Could you reproduce each of the records below word for word, with nothing added or changed?

━━━━━━━━━━━━━━━━━━━━

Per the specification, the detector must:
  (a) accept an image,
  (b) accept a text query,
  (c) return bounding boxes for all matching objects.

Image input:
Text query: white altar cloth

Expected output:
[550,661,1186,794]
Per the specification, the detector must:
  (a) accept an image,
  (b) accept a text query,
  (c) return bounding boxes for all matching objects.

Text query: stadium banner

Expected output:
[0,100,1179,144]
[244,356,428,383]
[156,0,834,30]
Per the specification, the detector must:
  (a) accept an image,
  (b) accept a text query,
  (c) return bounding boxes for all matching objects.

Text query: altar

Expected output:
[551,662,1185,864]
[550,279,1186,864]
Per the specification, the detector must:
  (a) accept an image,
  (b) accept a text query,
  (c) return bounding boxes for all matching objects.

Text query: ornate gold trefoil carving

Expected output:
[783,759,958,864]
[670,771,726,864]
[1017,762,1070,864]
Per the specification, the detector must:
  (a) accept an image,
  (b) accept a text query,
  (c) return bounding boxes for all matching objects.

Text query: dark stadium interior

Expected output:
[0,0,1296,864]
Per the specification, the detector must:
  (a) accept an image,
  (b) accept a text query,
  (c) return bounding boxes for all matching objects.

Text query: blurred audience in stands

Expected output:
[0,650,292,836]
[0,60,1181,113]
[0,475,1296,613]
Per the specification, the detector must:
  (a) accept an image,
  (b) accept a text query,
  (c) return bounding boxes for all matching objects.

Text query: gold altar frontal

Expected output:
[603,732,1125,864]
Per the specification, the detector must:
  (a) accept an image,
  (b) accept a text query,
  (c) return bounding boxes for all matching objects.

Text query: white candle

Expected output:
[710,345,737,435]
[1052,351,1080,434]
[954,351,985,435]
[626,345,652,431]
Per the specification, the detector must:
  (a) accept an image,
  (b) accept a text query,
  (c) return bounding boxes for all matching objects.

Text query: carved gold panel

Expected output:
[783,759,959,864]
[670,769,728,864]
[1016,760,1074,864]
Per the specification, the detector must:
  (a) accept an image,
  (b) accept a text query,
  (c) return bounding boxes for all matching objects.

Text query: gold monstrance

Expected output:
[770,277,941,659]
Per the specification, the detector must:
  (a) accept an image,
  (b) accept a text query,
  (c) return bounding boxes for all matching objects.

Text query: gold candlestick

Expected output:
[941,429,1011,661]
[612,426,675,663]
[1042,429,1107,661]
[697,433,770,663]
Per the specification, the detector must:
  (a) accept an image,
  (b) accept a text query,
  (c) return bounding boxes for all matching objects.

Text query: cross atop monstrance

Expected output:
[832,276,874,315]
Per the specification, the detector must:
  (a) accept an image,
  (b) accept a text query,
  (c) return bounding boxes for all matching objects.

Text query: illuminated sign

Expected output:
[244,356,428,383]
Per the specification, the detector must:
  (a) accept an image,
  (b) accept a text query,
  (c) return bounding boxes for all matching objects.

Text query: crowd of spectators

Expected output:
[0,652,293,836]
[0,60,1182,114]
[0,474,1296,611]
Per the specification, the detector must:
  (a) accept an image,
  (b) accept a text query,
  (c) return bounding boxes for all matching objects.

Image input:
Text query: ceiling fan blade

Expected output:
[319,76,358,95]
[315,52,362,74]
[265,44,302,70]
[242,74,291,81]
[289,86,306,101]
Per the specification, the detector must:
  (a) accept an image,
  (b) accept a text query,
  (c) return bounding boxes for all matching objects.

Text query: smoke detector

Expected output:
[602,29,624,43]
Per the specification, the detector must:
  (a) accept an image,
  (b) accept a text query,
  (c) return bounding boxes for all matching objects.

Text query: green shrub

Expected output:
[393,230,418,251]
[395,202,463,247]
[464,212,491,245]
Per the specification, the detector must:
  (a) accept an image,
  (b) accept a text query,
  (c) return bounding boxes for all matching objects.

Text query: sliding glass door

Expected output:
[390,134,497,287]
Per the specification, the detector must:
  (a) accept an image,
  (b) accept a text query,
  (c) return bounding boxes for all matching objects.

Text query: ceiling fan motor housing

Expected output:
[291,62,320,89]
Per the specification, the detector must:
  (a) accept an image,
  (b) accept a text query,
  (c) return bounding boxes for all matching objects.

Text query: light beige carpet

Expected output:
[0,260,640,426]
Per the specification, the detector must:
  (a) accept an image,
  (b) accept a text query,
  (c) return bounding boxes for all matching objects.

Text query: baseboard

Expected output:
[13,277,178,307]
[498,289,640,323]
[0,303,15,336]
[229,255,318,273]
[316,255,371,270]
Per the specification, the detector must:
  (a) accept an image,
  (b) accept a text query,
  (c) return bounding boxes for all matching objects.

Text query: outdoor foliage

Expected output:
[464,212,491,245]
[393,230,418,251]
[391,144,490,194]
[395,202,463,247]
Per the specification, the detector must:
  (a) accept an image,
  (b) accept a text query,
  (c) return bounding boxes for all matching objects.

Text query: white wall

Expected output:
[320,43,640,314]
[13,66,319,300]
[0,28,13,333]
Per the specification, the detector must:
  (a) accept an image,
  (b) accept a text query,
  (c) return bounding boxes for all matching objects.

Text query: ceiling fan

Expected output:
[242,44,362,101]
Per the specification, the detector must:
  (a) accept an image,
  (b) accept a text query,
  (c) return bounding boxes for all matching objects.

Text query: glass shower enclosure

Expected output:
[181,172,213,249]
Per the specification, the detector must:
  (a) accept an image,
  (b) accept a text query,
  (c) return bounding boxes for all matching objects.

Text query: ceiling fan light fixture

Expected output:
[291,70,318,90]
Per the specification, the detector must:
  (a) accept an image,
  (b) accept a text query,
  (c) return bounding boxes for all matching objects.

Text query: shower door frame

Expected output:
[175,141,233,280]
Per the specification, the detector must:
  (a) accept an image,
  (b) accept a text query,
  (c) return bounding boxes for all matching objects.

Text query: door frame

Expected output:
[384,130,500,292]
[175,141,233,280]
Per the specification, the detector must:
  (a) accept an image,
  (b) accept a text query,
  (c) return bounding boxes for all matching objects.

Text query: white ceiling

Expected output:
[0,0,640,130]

━━━━━━━━━━━━━━━━━━━━

▶ **Task solution**
Per the specification, the detector must:
  (a) accept an image,
  (b) accept a text query,
  (c) return bounding boxes for all matching objects.

Image input:
Text query: white altar cloth

Expected output:
[550,661,1186,794]
Per the specification, the detector must:
  (a) accept an image,
  (b) accept a text query,
  (c) return bounding boxes for all matching objects.

Text query: stadium banner

Expected output:
[0,100,1179,144]
[244,356,428,383]
[156,0,834,30]
Per the specification, the detector must:
  (a) accept an image,
  (b) accept a text query,
  (c) return bounding boxes for all matching objects.

Text query: altar

Expected output:
[551,662,1185,864]
[550,279,1186,864]
Per the specification, the detector must:
  (a) accept an image,
  (b) accept a text query,
  (c) return bounding boxes for all matching objects.

Text query: ornate gold trefoil carving

Expected output:
[783,759,958,864]
[670,771,726,864]
[1017,762,1070,864]
Per the specification, the detector must:
  (a) accept an image,
  (b) accept a text query,
  (c) return bounding boxes for all matching objects.

Text query: dark stadium interior

Expected output:
[0,0,1296,864]
Per the specification, the detector must:
  (a) accept an image,
  (b) accept a text query,
  (c) return bounding boxes for all matching objects.

Text query: blurred audience in stands

Expected output:
[0,650,292,836]
[0,60,1181,113]
[0,475,1296,613]
Per the specification, the detector must:
  (a) accept an image,
  (b) accept a text query,
  (c) return bounding boxes for all matching objects.

Text query: gold altar frontal

Expected output:
[603,732,1125,864]
Per the specification, the detector must:
  (a) accept an image,
  (b) accept a text query,
  (c) return bounding boxes for all matching objects.

Text query: white candle

Expected output:
[710,345,737,435]
[1052,351,1080,434]
[954,351,985,435]
[626,345,652,431]
Per the specification, the detector must:
  (a) accept an image,
  (b) accept a text query,
  (c) return bounding boxes for all matching objects.

Text query: carved gold panel

Expected output:
[783,759,959,864]
[670,769,728,864]
[1016,760,1074,864]
Per the specification, the detector must:
  (a) accept an image,
  (b) accept a text query,
  (c) return bounding boxes for all matching objects.

Text query: gold monstrance

Expected output:
[770,277,941,659]
Per the specification, the detector must:
  (a) accept an image,
  (b) accept a text query,
  (c) return bounding boxes for all matching objects.

Text query: gold candlestick

Expected output:
[941,429,1011,661]
[612,426,675,663]
[1042,429,1107,661]
[697,433,770,663]
Per the specification, the detector must:
  (a) accept an image,
  (b) accept a text query,
  (c) return bounding boxes for all matching objects.

Text query: cross atop monstrance

Expected output:
[832,276,874,315]
Per the specification, the detector must:
  (a) accept an image,
  (b) accept a text query,
  (c) return bounding boxes for all matching objects.

Text query: illuminated sign

Expected output:
[244,356,428,383]
Per the specification, the detector must:
  (a) accept an image,
  (b) accept a text query,
  (c) return bounding boxes for all matching objects.

Text query: crowd of spectators

Expected output:
[0,652,293,836]
[0,60,1182,114]
[0,474,1296,611]
Per the specification, the detector must:
  (a) accept an image,
  (b) accept a text query,
  (c) return bounding boxes for all matching objects.

Image input:
Text query: ceiling fan blade

Expected output:
[319,76,358,95]
[315,52,362,74]
[265,44,302,70]
[242,74,291,81]
[289,86,306,101]
Per the specification, the detector must:
  (a) accept an image,
  (b) accept a text query,
  (c) return bounding boxes for all matching objects.

Text query: smoke detector

Expected output:
[602,29,624,43]
Per the specification, the detector must:
  (a) accept an image,
  (b) accept a text query,
  (c) return bounding boxes for all matching objects.

Text query: green shrub

Expected output:
[393,230,418,251]
[395,202,463,247]
[464,212,491,245]
Per the specification, the detector must:
  (a) accept an image,
  (b) accept a text query,
  (c) return bounding boxes for all matching objects.

Text query: sliding glass door

Expected output:
[390,134,497,287]
Per the specification, the detector must:
  (a) accept an image,
  (b) accept a text query,
  (c) return bounding boxes for all matching objects.

Text query: ceiling fan motor housing

Expected output:
[291,62,320,89]
Per the specification, the detector must:
  (a) accept an image,
  (b) accept a text query,
  (c) return bounding boxes for all matching objects.

Text query: light beige carpet

Expected output:
[0,260,640,426]
Per the specification, the detector must:
  (a) accept an image,
  (b) accept a text query,
  (c) return bounding boxes for all matching objects.

Text query: baseboard

Expected output:
[13,277,178,307]
[498,289,640,323]
[0,303,15,336]
[229,255,318,273]
[316,255,371,270]
Per the specification, the detector must:
  (a) accept an image,
  (b) accept a text query,
  (c) return bounding boxes for all matching objects.

Text query: outdoor foliage

Expected output:
[464,212,491,245]
[393,230,418,251]
[391,144,490,194]
[395,202,463,247]
Per the specification, the detector must:
  (a) accept an image,
  (b) accept a text query,
  (c) return bounding boxes for all matching objects.

Text query: white wall

Expected output:
[320,43,640,314]
[13,66,319,300]
[0,28,13,333]
Per the specification, the detector must:
  (a) accept an image,
  (b) accept a text query,
  (c) return bounding boxes for all matching objects.

Text query: ceiling fan

Expected output:
[242,44,362,101]
Per the specification, the detector must:
  (a) accept an image,
  (b) accept a text query,
  (c) return bounding boxes for all matching objects.

Text query: glass shower enclosure

Expected output:
[181,172,213,249]
Per the specification, the detector must:
  (a) accept an image,
  (b) accept a text query,
  (c) return bounding boxes for all matching objects.

Text query: ceiling fan light fixture

Expected output:
[291,70,318,90]
Per the specification, the detector must:
  (a) accept an image,
  (b) accept a text query,
  (c) return bounding boxes for all matching objects.

Text query: shower door frame

Expected output:
[175,141,233,280]
Per the specification, the detector must:
  (a) accept an image,
  (b) accept a text query,
  (c) return bounding boxes for all matching objects.

Text query: door frame

Expected output:
[384,130,500,292]
[175,141,233,280]
Per the specification, the detector must:
  (a) accept an image,
  (b) accept a text query,
  (c) return bounding boxes for all matching objects.

Text query: white ceiling

Expected output:
[0,0,640,130]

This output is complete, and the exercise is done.